▶ [STATED EXERCISE]: In the part of the listing that runs from its first line through the line containing "135], [56, 131]]", change "red circular sign" to "round warning sign" and give those lines again with nothing else altered.

▶ [LISTING]:

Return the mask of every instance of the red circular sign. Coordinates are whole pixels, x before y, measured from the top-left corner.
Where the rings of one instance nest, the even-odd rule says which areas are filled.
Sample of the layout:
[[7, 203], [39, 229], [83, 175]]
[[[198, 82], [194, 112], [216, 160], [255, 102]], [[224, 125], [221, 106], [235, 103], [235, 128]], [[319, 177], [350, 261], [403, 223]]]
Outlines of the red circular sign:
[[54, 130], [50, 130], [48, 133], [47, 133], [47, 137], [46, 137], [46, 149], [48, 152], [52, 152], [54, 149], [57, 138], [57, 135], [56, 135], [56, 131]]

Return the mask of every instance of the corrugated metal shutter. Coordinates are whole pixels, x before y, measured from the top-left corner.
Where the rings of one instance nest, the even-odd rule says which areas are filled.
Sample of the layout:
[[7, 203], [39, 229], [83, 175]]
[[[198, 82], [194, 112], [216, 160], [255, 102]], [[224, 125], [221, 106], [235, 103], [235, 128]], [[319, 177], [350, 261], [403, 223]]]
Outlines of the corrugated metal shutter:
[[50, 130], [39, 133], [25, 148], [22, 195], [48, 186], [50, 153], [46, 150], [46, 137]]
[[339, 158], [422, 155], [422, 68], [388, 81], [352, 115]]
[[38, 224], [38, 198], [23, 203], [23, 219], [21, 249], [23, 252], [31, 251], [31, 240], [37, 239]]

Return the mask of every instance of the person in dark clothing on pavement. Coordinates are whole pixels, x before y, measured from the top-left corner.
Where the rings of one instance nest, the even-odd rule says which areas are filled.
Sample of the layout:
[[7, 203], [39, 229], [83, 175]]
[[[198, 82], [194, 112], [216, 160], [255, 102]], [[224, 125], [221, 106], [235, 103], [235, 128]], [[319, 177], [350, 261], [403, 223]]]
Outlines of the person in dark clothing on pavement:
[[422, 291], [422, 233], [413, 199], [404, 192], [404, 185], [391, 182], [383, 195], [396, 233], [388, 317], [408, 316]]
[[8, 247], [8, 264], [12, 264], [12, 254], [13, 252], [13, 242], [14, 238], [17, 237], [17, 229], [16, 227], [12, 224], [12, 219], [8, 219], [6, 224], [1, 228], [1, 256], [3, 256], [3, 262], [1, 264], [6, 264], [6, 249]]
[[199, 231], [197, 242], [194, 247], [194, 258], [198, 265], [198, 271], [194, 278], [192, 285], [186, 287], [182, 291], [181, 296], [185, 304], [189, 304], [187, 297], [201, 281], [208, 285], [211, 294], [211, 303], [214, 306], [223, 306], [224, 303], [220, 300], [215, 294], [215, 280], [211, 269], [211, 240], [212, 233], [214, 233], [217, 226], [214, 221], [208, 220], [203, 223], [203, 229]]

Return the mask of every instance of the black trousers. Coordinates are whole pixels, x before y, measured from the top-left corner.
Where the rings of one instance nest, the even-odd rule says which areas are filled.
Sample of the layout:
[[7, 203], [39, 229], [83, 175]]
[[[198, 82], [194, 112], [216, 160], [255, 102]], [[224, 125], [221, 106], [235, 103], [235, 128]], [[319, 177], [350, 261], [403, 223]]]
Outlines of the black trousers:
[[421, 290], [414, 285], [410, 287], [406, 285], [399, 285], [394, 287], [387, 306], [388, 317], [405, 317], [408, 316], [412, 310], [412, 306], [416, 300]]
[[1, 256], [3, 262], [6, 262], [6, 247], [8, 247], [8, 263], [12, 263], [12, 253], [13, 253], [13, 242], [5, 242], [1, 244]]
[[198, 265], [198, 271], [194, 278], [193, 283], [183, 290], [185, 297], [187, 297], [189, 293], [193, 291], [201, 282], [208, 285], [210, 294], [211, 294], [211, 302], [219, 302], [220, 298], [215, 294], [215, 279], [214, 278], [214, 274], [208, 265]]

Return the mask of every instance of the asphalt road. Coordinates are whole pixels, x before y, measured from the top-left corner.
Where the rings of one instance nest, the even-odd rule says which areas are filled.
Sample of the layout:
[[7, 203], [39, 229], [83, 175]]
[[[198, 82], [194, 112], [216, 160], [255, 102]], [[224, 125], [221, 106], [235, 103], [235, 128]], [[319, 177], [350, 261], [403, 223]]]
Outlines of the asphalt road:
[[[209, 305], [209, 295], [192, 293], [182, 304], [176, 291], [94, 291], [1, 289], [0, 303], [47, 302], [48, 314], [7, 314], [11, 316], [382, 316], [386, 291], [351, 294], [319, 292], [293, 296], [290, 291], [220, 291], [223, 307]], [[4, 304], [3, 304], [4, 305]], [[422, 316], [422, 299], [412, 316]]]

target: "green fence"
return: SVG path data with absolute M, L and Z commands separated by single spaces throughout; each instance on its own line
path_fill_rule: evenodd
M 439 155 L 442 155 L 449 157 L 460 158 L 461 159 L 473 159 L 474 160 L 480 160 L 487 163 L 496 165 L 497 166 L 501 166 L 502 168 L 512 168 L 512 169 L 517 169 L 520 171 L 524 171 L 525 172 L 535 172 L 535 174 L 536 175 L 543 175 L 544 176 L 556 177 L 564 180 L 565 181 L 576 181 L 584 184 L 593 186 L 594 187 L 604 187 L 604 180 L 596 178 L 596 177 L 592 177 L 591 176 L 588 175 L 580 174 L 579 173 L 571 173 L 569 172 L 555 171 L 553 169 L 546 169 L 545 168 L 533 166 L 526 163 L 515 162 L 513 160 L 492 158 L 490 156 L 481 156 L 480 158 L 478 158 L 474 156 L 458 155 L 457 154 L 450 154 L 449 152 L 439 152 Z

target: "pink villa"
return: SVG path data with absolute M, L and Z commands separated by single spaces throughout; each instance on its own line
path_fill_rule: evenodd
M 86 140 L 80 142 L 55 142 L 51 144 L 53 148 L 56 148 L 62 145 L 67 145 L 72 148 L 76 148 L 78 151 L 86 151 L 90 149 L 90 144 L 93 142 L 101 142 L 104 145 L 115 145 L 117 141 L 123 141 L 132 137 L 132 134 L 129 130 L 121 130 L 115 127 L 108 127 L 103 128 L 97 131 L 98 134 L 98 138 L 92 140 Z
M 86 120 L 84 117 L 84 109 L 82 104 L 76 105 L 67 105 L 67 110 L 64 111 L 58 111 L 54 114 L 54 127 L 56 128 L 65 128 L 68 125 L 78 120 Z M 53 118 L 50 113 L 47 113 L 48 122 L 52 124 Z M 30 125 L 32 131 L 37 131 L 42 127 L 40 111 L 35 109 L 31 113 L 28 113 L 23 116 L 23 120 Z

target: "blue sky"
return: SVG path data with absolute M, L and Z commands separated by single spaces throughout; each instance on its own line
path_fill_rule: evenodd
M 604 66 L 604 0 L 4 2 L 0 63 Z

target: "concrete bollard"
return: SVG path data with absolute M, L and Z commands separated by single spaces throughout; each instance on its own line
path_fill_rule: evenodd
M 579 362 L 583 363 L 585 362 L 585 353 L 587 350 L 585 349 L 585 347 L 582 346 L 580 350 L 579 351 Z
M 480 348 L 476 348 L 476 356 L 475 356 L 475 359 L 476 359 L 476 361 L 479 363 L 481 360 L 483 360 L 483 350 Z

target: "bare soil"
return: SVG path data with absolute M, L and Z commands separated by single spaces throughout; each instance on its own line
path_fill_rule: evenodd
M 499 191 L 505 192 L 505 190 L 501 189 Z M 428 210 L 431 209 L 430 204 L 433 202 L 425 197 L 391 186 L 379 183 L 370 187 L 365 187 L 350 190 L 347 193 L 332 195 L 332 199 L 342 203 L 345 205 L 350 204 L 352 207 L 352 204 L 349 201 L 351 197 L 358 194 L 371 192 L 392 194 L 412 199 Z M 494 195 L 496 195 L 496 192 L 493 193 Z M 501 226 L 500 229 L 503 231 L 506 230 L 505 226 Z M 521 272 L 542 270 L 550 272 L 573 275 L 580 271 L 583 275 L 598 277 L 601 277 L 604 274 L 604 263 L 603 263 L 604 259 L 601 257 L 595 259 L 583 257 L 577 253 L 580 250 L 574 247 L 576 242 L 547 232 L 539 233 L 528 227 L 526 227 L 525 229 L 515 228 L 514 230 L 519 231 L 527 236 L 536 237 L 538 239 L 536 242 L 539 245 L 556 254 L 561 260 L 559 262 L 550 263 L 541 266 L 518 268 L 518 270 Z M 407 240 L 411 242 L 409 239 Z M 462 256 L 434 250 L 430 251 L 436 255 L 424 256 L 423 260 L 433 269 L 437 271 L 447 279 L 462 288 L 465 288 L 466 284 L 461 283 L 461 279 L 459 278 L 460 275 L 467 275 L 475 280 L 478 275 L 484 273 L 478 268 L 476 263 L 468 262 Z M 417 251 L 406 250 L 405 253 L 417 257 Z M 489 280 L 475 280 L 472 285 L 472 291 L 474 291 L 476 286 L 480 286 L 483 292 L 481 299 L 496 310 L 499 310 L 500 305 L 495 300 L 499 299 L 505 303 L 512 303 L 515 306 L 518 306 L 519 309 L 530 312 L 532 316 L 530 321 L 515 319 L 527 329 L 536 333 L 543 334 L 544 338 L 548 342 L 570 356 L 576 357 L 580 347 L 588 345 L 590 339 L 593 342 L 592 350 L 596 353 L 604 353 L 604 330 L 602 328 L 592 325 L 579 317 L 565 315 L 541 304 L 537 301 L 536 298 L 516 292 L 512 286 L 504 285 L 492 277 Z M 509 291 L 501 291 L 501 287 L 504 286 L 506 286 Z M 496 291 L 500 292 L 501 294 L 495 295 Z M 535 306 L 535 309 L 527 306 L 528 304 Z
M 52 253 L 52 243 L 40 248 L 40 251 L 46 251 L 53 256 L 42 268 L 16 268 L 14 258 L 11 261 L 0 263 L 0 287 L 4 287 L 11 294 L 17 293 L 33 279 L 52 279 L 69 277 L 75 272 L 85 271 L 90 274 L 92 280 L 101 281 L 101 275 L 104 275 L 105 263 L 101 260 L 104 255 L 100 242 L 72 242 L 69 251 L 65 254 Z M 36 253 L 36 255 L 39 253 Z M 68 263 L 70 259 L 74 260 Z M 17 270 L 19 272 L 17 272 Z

▶ [ANSWER TO THE TASK]:
Return the mask of every instance of the round warning sign. Coordinates are whole pixels, x before y, measured from the top-left corner.
Where the rings of one instance nest, the even-odd rule says which areas are filled.
Sample of the layout:
[[7, 203], [39, 229], [83, 175]]
[[[198, 82], [194, 112], [216, 160], [255, 102]], [[224, 125], [221, 106], [235, 103], [235, 128]], [[319, 177], [350, 261], [403, 223]]]
Outlines of the round warning sign:
[[54, 130], [50, 130], [48, 133], [47, 133], [47, 137], [46, 137], [46, 149], [48, 152], [52, 152], [54, 149], [57, 138], [57, 135], [56, 135], [56, 131]]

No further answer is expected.